#### Document passage
□ □ □ □ □

With their penchant for migration and conquest, humans are more physically diverse than other common races. There is no typical human. An individual can stand from 5 feet to a little over 6 feet tall and weigh from 125 to 250 pounds. Human skin shades range from nearly black to very pale, and hair colors from black to blond. A Lot of humans have a dash of nonhuman blood, revealing hints of kitsune, ursus, or other lineages. Humans reach adulthood in their late teens and rarely live even a single century.

Humans are the most adaptable and ambitious people among the common races. They have widely varying tastes, morals, and customs in the many different lands where they have settled. When they settle, though, they stay: they build cities to last for ages, and great kingdoms that can persist for long centuries. An individual human might have a relatively short life span, but a human nation or culture preserves traditions with origins far beyond the reach of any single human's memory. They live fully in the present-making them well suited to the adventuring life-but also plan for the future, striving to leave a lasting legacy. Individually and as a group, humans are adaptable opportunists, and they stay alert to changing political and social dynamics. Humans have the most elementals due to their large population, which include the Blood Elemental,Electric Elemental, Fire Elemental, Light Elemental, and Metal Elemental. They have the honor of having the first Elemental in history.

Like the other Terran races, humans build temples, governments, libraries, and codes of law to fix their traditions in the bedrock of history. Humans dream of immortality, but they achieve it by ensuring that they will be remembered when they are gone.

Although some humans can be xenophobic, in general their societies have become inclusive. Human lands now welcome large numbers of nonhumans compared to the proportion of humans who live in nonhuman lands.

Humans who seek adventure are the most daring and ambitious members of a daring and ambitious race. They seek to earn glory in the eyes of their fellows by amassing power, wealth, and fame.

Having so much more variety than other cultures, humans as a whole have no typical names. Some human parents give their children names for other languages, such as Ursin or Maoanese, but most parents give names that are linked to their region's culture or to the naming traditions of their ancestors.

□ □ □ □ □

#### Records for the exercise
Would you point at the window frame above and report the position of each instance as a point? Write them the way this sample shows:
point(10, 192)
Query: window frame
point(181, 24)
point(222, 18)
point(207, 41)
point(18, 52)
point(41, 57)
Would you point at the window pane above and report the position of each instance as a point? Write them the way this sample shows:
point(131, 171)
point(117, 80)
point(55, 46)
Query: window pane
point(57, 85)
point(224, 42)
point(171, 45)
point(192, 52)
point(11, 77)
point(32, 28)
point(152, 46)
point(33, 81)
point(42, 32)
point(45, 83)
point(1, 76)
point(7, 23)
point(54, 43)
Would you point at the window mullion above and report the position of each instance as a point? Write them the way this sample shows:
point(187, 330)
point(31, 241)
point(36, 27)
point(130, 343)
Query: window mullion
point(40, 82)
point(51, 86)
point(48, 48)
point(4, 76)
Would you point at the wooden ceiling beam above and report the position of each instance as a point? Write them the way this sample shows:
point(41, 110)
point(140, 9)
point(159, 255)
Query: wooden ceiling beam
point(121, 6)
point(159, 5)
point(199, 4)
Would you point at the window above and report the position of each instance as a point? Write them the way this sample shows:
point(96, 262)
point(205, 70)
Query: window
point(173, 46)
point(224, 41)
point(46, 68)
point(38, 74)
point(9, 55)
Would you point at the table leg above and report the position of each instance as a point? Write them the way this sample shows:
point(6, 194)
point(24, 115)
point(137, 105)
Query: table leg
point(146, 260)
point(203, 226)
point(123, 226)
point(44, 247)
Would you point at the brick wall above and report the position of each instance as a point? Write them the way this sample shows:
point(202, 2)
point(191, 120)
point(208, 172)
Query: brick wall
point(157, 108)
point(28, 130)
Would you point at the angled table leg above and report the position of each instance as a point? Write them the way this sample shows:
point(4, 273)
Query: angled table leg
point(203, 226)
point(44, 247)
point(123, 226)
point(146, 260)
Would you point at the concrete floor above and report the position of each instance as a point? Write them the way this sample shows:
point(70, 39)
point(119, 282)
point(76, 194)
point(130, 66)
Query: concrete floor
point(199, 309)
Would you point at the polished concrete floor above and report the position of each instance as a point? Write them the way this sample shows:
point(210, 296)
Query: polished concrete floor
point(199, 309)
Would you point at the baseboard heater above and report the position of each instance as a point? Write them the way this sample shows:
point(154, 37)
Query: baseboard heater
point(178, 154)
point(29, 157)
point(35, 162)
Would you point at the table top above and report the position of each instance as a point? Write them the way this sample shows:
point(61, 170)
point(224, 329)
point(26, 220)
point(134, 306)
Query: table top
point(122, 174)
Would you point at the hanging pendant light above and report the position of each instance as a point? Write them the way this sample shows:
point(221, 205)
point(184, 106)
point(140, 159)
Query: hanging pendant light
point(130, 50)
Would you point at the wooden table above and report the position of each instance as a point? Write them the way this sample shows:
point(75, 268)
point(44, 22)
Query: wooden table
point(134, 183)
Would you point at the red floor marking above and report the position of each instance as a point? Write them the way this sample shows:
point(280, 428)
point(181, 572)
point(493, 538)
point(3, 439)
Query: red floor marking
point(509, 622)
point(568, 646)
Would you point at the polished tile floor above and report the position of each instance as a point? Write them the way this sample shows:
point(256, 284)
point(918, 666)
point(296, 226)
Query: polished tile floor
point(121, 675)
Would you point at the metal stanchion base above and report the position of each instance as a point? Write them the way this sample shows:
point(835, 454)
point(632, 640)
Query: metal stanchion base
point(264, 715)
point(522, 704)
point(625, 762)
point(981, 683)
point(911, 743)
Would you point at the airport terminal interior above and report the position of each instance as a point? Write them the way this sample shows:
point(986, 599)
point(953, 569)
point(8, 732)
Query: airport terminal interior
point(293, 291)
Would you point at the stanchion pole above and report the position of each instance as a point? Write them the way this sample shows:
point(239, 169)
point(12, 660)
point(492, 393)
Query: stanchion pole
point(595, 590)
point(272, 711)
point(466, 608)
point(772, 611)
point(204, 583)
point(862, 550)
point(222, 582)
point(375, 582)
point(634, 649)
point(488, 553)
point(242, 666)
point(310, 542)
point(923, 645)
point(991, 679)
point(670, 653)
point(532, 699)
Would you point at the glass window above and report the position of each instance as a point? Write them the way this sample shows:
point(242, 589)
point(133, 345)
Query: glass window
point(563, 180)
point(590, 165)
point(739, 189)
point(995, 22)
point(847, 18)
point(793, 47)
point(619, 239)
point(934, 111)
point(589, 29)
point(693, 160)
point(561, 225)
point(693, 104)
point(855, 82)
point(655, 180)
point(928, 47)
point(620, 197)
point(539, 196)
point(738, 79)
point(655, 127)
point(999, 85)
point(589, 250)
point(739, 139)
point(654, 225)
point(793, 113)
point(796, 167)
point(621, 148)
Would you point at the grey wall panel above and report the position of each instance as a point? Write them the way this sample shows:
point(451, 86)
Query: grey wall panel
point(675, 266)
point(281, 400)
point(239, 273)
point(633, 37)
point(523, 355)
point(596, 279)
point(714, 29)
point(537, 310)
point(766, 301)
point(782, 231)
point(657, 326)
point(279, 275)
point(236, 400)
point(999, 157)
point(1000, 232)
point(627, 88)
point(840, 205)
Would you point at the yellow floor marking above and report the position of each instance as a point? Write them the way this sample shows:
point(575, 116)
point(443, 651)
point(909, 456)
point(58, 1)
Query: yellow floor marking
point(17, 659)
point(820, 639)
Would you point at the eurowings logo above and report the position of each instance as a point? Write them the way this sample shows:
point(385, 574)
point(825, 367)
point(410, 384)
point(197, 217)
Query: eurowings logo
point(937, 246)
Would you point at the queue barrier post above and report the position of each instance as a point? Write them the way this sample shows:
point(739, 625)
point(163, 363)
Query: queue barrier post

□ □ □ □ □

#### Task list
**a.** Answer these from the passage on humans:
(i) What range of heights does the passage give for an individual human?
(ii) Which elementals does the passage list among humans?
(iii) Which two languages are named as sources for names some human parents give their children?
**b.** In the entries, repeat the lines starting at the one containing "Would you point at the angled" and ending at the one containing "point(130, 50)", with both of those lines included.

#### Exercise solutions
**a.**
(i) From 5 feet to a little over 6 feet tall.
(ii) The Blood Elemental, Electric Elemental, Fire Elemental, Light Elemental, and Metal Elemental.
(iii) Ursin and Maoanese.

**b.**
Would you point at the angled table leg above and report the position of each instance as a point? Write them the way this sample shows:
point(4, 273)
Query: angled table leg
point(203, 226)
point(44, 247)
point(123, 226)
point(146, 260)
Would you point at the concrete floor above and report the position of each instance as a point? Write them the way this sample shows:
point(70, 39)
point(119, 282)
point(76, 194)
point(130, 66)
Query: concrete floor
point(199, 309)
Would you point at the polished concrete floor above and report the position of each instance as a point? Write them the way this sample shows:
point(210, 296)
Query: polished concrete floor
point(199, 309)
Would you point at the baseboard heater above and report the position of each instance as a point? Write them the way this sample shows:
point(154, 37)
Query: baseboard heater
point(178, 154)
point(29, 157)
point(35, 162)
Would you point at the table top above and report the position of each instance as a point? Write them the way this sample shows:
point(61, 170)
point(224, 329)
point(26, 220)
point(134, 306)
Query: table top
point(122, 174)
Would you point at the hanging pendant light above and report the position of each instance as a point? Write them the way this sample shows:
point(221, 205)
point(184, 106)
point(140, 159)
Query: hanging pendant light
point(130, 50)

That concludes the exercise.